### DATA TO EXAMINE

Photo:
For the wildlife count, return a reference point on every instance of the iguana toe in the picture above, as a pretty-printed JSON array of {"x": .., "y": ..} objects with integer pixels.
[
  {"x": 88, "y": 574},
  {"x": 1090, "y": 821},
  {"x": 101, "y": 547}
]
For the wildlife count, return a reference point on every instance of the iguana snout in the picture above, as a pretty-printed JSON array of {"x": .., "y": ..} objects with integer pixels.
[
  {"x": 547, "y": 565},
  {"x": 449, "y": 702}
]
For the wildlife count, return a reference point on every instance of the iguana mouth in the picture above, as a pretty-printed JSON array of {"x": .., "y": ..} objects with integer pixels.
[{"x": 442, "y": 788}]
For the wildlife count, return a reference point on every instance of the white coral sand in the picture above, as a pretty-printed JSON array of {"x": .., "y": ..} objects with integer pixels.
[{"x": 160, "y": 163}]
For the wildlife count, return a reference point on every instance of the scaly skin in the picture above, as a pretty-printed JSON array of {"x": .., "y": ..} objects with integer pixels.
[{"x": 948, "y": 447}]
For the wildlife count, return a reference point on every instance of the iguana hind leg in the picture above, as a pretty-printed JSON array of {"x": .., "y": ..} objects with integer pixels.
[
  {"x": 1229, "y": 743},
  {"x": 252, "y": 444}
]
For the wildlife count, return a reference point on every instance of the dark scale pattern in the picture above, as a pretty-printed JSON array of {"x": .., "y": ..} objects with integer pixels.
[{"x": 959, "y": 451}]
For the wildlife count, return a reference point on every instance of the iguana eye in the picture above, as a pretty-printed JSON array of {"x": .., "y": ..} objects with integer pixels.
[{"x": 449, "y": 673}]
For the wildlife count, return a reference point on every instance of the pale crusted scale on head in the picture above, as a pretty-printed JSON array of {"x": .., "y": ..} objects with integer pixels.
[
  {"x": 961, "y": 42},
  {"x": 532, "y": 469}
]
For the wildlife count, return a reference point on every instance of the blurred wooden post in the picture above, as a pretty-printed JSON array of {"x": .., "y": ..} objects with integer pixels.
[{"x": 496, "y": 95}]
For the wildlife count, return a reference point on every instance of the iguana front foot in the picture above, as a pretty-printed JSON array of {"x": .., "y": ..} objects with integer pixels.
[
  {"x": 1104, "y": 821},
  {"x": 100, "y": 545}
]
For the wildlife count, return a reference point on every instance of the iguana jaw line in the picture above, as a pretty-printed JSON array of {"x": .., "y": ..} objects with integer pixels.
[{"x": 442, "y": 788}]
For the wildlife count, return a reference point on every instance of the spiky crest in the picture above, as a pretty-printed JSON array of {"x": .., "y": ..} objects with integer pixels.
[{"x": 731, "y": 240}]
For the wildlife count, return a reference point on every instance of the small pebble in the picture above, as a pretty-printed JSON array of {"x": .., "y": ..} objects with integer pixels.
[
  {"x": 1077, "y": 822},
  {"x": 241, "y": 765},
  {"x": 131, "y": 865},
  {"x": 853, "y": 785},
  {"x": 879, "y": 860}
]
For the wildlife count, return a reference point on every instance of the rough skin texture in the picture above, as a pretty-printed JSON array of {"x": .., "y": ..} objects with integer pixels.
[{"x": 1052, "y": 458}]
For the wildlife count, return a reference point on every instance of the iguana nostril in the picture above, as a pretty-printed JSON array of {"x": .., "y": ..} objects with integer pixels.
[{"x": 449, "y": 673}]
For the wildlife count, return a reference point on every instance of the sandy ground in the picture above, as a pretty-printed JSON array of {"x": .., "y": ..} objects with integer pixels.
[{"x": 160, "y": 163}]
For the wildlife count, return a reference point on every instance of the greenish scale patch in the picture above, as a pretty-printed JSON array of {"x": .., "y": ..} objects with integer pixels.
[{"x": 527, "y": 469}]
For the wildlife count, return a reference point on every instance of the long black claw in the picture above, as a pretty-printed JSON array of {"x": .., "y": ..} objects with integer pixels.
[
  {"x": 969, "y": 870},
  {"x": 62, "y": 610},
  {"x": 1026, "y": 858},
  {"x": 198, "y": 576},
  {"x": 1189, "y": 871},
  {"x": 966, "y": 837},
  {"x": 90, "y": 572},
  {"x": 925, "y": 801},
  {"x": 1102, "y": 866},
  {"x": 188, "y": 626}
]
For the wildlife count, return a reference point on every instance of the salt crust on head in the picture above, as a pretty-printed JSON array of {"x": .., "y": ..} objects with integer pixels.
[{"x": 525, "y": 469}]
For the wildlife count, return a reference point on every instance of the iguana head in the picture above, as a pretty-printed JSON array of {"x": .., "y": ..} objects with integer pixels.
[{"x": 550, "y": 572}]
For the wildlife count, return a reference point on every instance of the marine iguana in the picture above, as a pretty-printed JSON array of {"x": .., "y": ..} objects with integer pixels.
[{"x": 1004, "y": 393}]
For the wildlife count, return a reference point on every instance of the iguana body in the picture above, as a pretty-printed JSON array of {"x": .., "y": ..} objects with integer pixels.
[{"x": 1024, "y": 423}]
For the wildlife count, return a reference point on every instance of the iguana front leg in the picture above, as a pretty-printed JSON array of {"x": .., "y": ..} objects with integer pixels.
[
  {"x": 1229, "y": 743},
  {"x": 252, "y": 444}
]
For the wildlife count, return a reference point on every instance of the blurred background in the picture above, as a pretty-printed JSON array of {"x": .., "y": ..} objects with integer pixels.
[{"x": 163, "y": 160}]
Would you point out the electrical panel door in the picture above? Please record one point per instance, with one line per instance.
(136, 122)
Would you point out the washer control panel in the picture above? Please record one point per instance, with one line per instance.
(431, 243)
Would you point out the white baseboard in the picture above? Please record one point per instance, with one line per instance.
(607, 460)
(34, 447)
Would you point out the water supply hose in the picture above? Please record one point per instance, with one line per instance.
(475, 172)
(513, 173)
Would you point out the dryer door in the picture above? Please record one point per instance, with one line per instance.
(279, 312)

### WHAT THE TASK ASKS
Reproduce every record word for word.

### TASK ANSWER
Photo:
For the wildlife count, return a reference point on every instance of the iguana toe in the picture above, as a pretty-printed JSON array of {"x": .., "y": ..} objects with integer pixels.
[
  {"x": 88, "y": 574},
  {"x": 1090, "y": 821},
  {"x": 101, "y": 547}
]
For the wildlife count, return a reference point on every instance of the iguana snout in the picture above, as a pretty-printed JSON array of {"x": .., "y": ..} objects with integer pixels.
[
  {"x": 547, "y": 565},
  {"x": 449, "y": 702}
]
For the wildlife count, return a reference point on every instance of the iguana mouth in the picture above, as a pretty-printed JSON array of {"x": .., "y": ..} objects with integer pixels.
[{"x": 442, "y": 788}]
For the wildlife count, return a reference point on every instance of the white coral sand in the picture above, as a pretty-printed JSON array of {"x": .., "y": ..} objects with integer pixels.
[{"x": 160, "y": 163}]
For the wildlife count, return a reference point on every instance of the scaly skin in the picture above, as a pretty-printed JSON array of {"x": .., "y": ..} objects with integer pixels.
[{"x": 948, "y": 447}]
For the wildlife count, return a reference point on every instance of the iguana hind leg in the picture above, as a pretty-printed JSON array of {"x": .., "y": ..} objects with integer pixels.
[
  {"x": 1229, "y": 743},
  {"x": 252, "y": 444}
]
For the wildlife count, return a reference point on every instance of the dark scale pattern in the picture above, as a pretty-printed JSON array of {"x": .., "y": ..} objects with integer pixels.
[{"x": 959, "y": 451}]
For the wildlife count, return a reference point on every instance of the iguana eye in the picture above, as a pretty-printed JSON array of {"x": .., "y": ..} objects with integer pixels.
[{"x": 449, "y": 673}]
For the wildlife count, return a reference point on every instance of the pale crusted scale on head in the picture above, as a pretty-printed JSON array of {"x": .., "y": ..} objects with integer pixels.
[
  {"x": 961, "y": 42},
  {"x": 532, "y": 469}
]
For the wildlife count, return a reference point on every instance of the blurred wooden post in the picture above, as a pretty-printed JSON array of {"x": .., "y": ..} objects with integer pixels.
[{"x": 496, "y": 95}]
For the wildlife count, return a reference point on every instance of the iguana front foot in the picture above, as a pretty-printed JSON array of {"x": .., "y": ..} objects with integer pixels.
[
  {"x": 1104, "y": 821},
  {"x": 100, "y": 545}
]
For the wildlife count, return a reference point on every instance of the iguana jaw line in the picture above, as a pretty-printed JSON array of {"x": .., "y": ..} objects with integer pixels.
[{"x": 442, "y": 788}]
For the wildlife count, return a reference point on every instance of the spiky crest in the picture above, as a pretty-printed JSON array of {"x": .., "y": ..} objects with integer pixels.
[{"x": 731, "y": 240}]
For the wildlife count, return a reference point on every instance of the small pebble in the picture above, as a pretty-printed JSON array of {"x": .., "y": ..} objects with integer pixels.
[
  {"x": 1077, "y": 822},
  {"x": 241, "y": 765},
  {"x": 131, "y": 865},
  {"x": 853, "y": 785},
  {"x": 879, "y": 860}
]
For the wildlife count, return a reference point on every instance of the rough skin texture in the picture above, as a pretty-printed JSON array of {"x": .., "y": ..} objects with integer pixels.
[{"x": 1052, "y": 458}]
For the wildlife count, return a reference point on every instance of the iguana nostril in the picture above, as a pretty-printed JSON array of {"x": .., "y": ..} objects with integer pixels.
[{"x": 449, "y": 673}]
For the wildlife count, return a reference point on every instance of the sandy ground in the picture above, as a pretty-printed JSON array of {"x": .., "y": ..} objects with integer pixels.
[{"x": 160, "y": 163}]
For the wildlife count, return a reference point on every instance of the greenish scale patch in the picture above, as a pretty-printed JSON array of {"x": .., "y": ..} objects with integer pixels.
[{"x": 527, "y": 469}]
For the wildlife count, return a reference point on every instance of the long black claw in the picture above, as a pretty-printed JSON array of {"x": .., "y": ..} objects with integer pixels.
[
  {"x": 969, "y": 870},
  {"x": 62, "y": 610},
  {"x": 1026, "y": 858},
  {"x": 198, "y": 576},
  {"x": 1189, "y": 871},
  {"x": 966, "y": 837},
  {"x": 90, "y": 572},
  {"x": 925, "y": 801},
  {"x": 1102, "y": 866},
  {"x": 188, "y": 626}
]
For the wildlife count, return a reference point on every instance of the salt crust on head in the picture above, as a pretty-printed JSON array of {"x": .., "y": ..} objects with integer pixels.
[{"x": 525, "y": 469}]
For the wildlife count, return a reference point on every instance of the iguana head in the picture above, as a pretty-printed JSON array of {"x": .., "y": ..} objects with integer pixels.
[{"x": 550, "y": 572}]
For the wildlife count, return a reference point on every instance of the marine iguana in the picture above, as a pretty-printed JSON array of {"x": .., "y": ..} objects with integer pixels.
[{"x": 1004, "y": 393}]
For the wildlife count, return a reference point on every instance of the iguana body in the picture above, as a pretty-printed JSON array of {"x": .., "y": ..} objects with integer pixels.
[{"x": 1024, "y": 423}]
For the wildlife count, return a reference point on every instance of the iguana front leg in the picture above, as a pretty-printed JSON array of {"x": .., "y": ..} objects with integer pixels.
[
  {"x": 1229, "y": 743},
  {"x": 252, "y": 444}
]
For the wildlife count, return a reference point on every instance of the blurred background in the picture above, as a pretty-printed JSON array of {"x": .., "y": ..} objects with integer pixels.
[{"x": 163, "y": 160}]
Would you point out the electrical panel door in the picture above? Please record one point per instance, with one line per instance.
(136, 122)
Would you point out the washer control panel in the picture above? Please record one point per instance, with one line per instance.
(431, 243)
Would you point out the white baseboard in the picture above? Please record one point per instance, with one line per instance.
(607, 460)
(34, 447)
Would you point out the water supply hose in the picture above? Please record one point per instance, with one line per instance.
(475, 172)
(513, 173)
Would you point out the dryer door in the picture above? Please record one point per instance, with one line per instance.
(279, 312)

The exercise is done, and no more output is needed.